- **Data under study**:
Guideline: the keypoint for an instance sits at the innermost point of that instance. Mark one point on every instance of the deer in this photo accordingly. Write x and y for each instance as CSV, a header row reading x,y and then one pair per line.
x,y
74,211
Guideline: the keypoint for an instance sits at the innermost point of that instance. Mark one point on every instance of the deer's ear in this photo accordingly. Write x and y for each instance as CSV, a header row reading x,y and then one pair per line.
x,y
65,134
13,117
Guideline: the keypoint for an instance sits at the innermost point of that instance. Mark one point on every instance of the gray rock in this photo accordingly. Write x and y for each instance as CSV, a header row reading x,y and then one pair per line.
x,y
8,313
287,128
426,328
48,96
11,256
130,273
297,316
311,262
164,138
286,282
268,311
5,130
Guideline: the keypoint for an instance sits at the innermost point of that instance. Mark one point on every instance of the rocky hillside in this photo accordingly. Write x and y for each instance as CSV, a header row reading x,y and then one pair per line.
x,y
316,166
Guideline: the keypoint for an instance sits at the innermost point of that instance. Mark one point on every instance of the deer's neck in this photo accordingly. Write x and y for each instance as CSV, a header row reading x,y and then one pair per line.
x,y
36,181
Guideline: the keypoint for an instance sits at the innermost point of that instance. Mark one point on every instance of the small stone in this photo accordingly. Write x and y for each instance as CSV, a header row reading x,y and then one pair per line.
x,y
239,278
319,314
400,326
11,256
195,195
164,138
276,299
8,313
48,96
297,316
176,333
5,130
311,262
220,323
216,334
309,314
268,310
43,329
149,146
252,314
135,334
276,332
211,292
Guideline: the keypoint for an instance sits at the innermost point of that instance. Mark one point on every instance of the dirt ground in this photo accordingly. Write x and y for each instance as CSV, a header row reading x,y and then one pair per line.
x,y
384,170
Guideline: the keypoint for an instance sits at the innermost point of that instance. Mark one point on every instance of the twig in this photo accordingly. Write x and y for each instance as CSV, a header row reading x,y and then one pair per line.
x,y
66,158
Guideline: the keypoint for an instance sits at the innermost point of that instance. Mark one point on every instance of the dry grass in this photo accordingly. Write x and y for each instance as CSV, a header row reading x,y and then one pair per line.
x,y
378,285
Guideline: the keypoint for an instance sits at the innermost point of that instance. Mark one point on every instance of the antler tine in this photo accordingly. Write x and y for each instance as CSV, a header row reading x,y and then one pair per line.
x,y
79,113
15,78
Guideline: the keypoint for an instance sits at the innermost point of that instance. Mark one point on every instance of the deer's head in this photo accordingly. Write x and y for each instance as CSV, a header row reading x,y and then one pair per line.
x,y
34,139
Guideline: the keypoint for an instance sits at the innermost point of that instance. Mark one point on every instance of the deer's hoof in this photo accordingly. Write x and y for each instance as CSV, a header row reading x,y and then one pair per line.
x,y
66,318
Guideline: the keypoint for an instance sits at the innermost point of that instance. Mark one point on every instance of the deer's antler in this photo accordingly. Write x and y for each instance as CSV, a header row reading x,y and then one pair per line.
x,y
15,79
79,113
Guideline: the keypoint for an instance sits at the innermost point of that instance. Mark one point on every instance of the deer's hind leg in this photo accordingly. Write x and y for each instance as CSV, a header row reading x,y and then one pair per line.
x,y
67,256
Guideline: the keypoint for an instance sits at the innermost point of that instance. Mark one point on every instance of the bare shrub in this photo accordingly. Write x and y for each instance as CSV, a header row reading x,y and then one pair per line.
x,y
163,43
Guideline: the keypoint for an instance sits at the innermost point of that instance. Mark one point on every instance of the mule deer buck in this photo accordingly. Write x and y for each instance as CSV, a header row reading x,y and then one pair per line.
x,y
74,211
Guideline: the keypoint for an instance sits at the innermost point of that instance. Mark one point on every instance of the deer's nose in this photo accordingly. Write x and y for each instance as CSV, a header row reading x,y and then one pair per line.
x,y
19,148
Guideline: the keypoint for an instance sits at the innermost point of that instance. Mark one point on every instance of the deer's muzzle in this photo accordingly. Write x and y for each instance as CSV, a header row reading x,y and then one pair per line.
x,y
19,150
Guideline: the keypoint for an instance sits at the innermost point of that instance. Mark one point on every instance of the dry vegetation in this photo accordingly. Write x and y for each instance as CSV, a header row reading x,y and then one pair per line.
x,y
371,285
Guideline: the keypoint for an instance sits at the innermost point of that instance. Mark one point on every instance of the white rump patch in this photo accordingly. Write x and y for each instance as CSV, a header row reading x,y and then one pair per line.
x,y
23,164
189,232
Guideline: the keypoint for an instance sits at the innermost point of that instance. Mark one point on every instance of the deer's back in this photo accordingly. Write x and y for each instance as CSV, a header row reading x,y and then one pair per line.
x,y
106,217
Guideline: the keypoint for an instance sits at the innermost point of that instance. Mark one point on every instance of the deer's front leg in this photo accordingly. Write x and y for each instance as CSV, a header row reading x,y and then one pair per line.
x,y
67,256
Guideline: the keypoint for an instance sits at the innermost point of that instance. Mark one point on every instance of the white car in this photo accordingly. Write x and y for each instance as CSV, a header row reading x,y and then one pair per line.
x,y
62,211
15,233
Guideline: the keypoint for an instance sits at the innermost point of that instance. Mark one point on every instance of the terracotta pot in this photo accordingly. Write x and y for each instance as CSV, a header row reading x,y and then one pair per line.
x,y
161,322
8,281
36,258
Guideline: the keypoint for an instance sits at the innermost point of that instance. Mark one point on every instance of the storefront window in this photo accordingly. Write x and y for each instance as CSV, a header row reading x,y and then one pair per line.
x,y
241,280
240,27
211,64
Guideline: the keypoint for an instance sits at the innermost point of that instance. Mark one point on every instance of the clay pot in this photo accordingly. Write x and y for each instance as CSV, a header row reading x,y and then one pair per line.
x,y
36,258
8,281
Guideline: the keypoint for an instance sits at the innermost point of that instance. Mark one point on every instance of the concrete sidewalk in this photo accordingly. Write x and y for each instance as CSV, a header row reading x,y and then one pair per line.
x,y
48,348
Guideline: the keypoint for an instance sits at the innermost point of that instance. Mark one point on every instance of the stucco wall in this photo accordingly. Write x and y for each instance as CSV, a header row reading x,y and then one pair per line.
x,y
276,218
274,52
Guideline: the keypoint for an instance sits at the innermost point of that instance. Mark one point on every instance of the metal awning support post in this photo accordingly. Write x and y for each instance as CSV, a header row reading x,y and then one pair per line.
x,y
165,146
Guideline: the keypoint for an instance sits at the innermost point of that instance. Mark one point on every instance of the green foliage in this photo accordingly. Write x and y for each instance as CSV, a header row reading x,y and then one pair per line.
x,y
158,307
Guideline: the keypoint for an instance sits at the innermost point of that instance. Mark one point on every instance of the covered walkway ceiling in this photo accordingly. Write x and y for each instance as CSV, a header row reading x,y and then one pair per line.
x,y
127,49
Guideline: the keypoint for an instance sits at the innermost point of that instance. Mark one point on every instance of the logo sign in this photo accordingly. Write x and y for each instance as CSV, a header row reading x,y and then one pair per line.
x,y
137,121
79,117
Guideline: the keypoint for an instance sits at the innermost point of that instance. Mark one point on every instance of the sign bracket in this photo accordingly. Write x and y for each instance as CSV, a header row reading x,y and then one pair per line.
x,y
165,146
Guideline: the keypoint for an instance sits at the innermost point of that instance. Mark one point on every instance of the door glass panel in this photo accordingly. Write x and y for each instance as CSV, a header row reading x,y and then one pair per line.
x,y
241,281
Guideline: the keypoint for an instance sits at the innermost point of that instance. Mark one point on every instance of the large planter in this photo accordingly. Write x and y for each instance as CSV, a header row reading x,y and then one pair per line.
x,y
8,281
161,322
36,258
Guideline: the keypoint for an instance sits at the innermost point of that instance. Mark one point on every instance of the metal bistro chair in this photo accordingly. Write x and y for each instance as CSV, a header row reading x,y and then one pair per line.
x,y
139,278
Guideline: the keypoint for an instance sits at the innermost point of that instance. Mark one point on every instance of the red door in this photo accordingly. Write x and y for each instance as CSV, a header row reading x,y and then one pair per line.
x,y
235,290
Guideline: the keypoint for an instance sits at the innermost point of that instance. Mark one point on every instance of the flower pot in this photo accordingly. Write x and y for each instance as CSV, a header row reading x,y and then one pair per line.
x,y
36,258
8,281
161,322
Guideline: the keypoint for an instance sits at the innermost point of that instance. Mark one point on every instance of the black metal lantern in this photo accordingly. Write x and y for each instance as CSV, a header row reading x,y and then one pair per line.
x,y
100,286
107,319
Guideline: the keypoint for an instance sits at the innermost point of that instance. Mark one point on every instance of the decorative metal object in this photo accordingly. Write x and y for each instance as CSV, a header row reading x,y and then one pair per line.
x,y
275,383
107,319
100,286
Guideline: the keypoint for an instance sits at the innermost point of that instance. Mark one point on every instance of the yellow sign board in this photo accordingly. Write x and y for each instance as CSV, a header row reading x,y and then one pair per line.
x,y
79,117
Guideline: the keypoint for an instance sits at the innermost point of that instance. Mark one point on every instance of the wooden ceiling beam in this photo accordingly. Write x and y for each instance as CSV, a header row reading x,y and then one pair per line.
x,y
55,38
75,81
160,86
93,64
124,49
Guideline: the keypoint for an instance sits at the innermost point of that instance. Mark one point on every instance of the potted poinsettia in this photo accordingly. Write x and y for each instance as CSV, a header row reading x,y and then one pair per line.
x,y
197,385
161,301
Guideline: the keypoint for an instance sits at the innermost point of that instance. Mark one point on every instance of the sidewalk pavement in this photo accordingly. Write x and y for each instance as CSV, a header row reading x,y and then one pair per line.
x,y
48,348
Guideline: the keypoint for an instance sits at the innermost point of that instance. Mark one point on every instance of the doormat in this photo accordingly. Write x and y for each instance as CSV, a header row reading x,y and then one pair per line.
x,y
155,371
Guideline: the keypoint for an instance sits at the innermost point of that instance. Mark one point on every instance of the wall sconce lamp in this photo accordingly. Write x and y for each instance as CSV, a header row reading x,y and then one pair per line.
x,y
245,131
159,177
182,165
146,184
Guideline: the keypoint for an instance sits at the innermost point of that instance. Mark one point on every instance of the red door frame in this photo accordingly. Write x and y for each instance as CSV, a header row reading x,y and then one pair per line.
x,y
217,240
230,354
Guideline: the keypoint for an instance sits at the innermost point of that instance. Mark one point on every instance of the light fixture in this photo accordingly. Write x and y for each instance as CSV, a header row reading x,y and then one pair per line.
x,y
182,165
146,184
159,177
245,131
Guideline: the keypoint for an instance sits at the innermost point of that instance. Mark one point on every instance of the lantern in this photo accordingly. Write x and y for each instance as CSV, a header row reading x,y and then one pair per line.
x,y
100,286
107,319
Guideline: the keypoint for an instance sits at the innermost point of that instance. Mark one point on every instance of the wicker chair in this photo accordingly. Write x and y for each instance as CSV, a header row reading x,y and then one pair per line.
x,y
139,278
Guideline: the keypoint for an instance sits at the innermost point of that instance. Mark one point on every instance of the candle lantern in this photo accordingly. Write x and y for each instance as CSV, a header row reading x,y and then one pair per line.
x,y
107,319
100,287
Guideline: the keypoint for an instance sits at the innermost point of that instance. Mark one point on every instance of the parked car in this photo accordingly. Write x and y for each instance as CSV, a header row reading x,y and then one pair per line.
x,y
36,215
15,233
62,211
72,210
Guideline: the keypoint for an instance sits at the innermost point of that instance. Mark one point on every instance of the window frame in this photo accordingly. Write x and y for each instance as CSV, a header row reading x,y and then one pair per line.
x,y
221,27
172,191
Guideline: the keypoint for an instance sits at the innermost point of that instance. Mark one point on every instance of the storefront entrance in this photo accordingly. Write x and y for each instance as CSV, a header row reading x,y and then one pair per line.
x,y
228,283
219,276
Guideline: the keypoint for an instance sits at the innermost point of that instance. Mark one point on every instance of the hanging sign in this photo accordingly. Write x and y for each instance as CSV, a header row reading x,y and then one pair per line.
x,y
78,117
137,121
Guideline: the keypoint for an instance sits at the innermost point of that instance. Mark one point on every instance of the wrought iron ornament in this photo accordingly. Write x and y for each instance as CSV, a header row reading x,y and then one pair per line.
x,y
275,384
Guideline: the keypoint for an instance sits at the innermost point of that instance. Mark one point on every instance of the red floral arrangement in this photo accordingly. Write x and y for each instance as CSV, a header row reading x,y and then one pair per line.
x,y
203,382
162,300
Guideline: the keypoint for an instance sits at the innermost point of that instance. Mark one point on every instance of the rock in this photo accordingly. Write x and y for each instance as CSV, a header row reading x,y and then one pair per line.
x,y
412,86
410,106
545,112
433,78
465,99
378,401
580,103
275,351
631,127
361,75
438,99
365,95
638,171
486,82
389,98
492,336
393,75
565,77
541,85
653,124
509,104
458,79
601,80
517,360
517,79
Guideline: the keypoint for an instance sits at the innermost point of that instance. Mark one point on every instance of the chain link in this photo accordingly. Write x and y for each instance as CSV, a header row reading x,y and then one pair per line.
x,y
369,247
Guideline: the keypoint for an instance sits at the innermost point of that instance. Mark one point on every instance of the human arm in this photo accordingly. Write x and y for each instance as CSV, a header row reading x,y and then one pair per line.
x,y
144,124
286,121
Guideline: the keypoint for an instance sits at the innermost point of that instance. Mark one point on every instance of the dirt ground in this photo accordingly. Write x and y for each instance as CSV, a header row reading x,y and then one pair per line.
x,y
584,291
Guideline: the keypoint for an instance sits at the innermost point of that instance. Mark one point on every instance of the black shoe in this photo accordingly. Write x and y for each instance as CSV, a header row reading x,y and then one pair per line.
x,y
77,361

- **Task to carry out**: The lines from the one with "the red floral" through the final line of the data are to be reproduced exactly, both included, with no other lines.

- **Your response**:
Guideline: the keypoint for an instance sits at the innermost point of that instance. Mark one point on every instance of the red floral arrangement in this photo accordingly. Write x and y for each instance as CSV, a header row reading x,y and then one pair per line.
x,y
203,382
162,300
Guideline: the keypoint for an instance sits at the innermost point of that instance. Mark one point on every instance of the rock in this photo accordingly. Write x and y for each instance as CSV, a header row reading x,y and then one pair per line.
x,y
412,86
410,106
545,112
433,78
465,99
378,401
580,103
275,351
631,127
361,75
438,99
365,95
638,171
486,82
389,98
492,336
393,75
565,77
541,85
653,124
509,104
458,79
601,80
517,360
517,79
Guideline: the keypoint for an instance sits at the innermost point of that instance. Mark one point on every instance of the chain link in this photo accordingly. Write x and y for each instance as CSV, a header row reading x,y and then one pair per line.
x,y
369,247
Guideline: the keypoint for an instance sits at the innermost point of that instance. Mark one point on every instance of the human arm in this photo accordingly. Write x and y for each instance as CSV, a header row reading x,y and then one pair per line.
x,y
144,124
286,121
Guideline: the keypoint for an instance sits at the innermost point of that instance. Mark one point on every instance of the dirt ground in this photo accordingly. Write x and y for each instance as CSV, a header row reading x,y and then one pair per line.
x,y
584,291
Guideline: the keypoint for an instance sits at the innermost point of that instance. Mark one point on every instance of the black shoe in this photo accordingly. Write x and y for each instance as CSV, a header row reading x,y and then one pair per line.
x,y
77,361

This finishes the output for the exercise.